## Consigne:
Recopiez toutes les lignes ci-dessous à l'identique, sans en modifier aucune.

## Liste des données:
==================================================
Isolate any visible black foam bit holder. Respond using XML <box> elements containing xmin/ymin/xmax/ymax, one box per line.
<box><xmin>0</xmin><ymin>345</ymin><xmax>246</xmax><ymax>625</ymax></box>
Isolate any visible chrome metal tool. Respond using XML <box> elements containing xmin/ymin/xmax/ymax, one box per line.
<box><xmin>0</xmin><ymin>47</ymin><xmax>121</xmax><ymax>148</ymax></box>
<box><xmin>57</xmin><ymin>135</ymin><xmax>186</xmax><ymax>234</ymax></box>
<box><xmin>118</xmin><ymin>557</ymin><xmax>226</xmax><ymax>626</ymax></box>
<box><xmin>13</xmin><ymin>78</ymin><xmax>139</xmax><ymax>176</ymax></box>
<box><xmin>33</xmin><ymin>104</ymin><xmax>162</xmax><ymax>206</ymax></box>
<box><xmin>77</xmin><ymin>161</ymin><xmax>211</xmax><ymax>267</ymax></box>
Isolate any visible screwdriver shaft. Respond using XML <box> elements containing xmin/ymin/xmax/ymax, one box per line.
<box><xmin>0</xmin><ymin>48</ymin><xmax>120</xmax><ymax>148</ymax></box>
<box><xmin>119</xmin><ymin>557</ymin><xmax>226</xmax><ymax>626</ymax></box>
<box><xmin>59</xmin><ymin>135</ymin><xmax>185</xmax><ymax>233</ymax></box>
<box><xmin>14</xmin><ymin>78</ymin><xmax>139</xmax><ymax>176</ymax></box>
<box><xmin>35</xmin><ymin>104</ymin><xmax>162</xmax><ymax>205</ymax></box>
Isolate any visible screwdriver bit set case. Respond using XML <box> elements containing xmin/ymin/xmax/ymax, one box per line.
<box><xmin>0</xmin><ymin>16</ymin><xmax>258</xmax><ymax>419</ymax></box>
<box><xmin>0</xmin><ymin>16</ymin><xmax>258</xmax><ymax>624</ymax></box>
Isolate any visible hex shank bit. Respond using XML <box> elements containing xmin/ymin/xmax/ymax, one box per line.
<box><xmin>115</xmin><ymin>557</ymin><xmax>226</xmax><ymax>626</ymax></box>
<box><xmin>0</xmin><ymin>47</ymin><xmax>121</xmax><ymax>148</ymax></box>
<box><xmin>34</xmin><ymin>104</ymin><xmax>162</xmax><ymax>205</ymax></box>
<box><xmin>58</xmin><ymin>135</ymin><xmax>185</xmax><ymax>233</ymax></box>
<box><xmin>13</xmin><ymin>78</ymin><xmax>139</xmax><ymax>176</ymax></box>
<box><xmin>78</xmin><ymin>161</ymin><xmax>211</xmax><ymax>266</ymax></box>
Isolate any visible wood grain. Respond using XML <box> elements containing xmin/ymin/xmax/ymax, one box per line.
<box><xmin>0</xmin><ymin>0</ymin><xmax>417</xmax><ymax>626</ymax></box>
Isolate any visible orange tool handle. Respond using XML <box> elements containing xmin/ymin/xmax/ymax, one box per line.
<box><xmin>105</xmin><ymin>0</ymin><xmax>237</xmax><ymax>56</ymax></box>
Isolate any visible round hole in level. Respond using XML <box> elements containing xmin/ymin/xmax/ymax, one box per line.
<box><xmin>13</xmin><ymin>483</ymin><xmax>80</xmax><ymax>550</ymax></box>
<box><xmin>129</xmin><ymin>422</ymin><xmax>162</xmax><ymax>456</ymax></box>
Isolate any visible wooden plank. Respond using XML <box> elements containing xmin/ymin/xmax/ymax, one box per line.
==================================================
## Réponse:
Isolate any visible black foam bit holder. Respond using XML <box> elements containing xmin/ymin/xmax/ymax, one box per line.
<box><xmin>0</xmin><ymin>345</ymin><xmax>246</xmax><ymax>625</ymax></box>
Isolate any visible chrome metal tool. Respond using XML <box> elements containing xmin/ymin/xmax/ymax, one box per line.
<box><xmin>0</xmin><ymin>47</ymin><xmax>121</xmax><ymax>148</ymax></box>
<box><xmin>57</xmin><ymin>135</ymin><xmax>186</xmax><ymax>234</ymax></box>
<box><xmin>118</xmin><ymin>557</ymin><xmax>226</xmax><ymax>626</ymax></box>
<box><xmin>13</xmin><ymin>78</ymin><xmax>139</xmax><ymax>176</ymax></box>
<box><xmin>33</xmin><ymin>104</ymin><xmax>162</xmax><ymax>206</ymax></box>
<box><xmin>77</xmin><ymin>161</ymin><xmax>211</xmax><ymax>267</ymax></box>
Isolate any visible screwdriver shaft. Respond using XML <box> elements containing xmin/ymin/xmax/ymax, one box per line.
<box><xmin>0</xmin><ymin>48</ymin><xmax>120</xmax><ymax>148</ymax></box>
<box><xmin>119</xmin><ymin>557</ymin><xmax>226</xmax><ymax>626</ymax></box>
<box><xmin>59</xmin><ymin>135</ymin><xmax>185</xmax><ymax>233</ymax></box>
<box><xmin>14</xmin><ymin>78</ymin><xmax>139</xmax><ymax>176</ymax></box>
<box><xmin>35</xmin><ymin>104</ymin><xmax>162</xmax><ymax>205</ymax></box>
Isolate any visible screwdriver bit set case. Respond using XML <box> elements containing xmin/ymin/xmax/ymax, one box per line.
<box><xmin>0</xmin><ymin>16</ymin><xmax>258</xmax><ymax>419</ymax></box>
<box><xmin>0</xmin><ymin>16</ymin><xmax>258</xmax><ymax>624</ymax></box>
Isolate any visible hex shank bit. Respond using XML <box> elements containing xmin/ymin/xmax/ymax, one box per line.
<box><xmin>115</xmin><ymin>557</ymin><xmax>226</xmax><ymax>626</ymax></box>
<box><xmin>0</xmin><ymin>47</ymin><xmax>121</xmax><ymax>148</ymax></box>
<box><xmin>34</xmin><ymin>104</ymin><xmax>162</xmax><ymax>205</ymax></box>
<box><xmin>58</xmin><ymin>135</ymin><xmax>185</xmax><ymax>233</ymax></box>
<box><xmin>13</xmin><ymin>78</ymin><xmax>139</xmax><ymax>176</ymax></box>
<box><xmin>78</xmin><ymin>161</ymin><xmax>211</xmax><ymax>266</ymax></box>
Isolate any visible wood grain. Respond using XML <box> elements containing xmin/ymin/xmax/ymax, one box per line.
<box><xmin>0</xmin><ymin>0</ymin><xmax>417</xmax><ymax>626</ymax></box>
Isolate any visible orange tool handle. Respond using XML <box> elements containing xmin/ymin/xmax/ymax, one box per line.
<box><xmin>105</xmin><ymin>0</ymin><xmax>237</xmax><ymax>56</ymax></box>
Isolate any visible round hole in level. Respond using XML <box> elements containing xmin/ymin/xmax/ymax, one box per line.
<box><xmin>13</xmin><ymin>483</ymin><xmax>80</xmax><ymax>550</ymax></box>
<box><xmin>129</xmin><ymin>422</ymin><xmax>162</xmax><ymax>456</ymax></box>
Isolate any visible wooden plank. Respond using XML <box> elements containing xmin/ymin/xmax/ymax, one box per line.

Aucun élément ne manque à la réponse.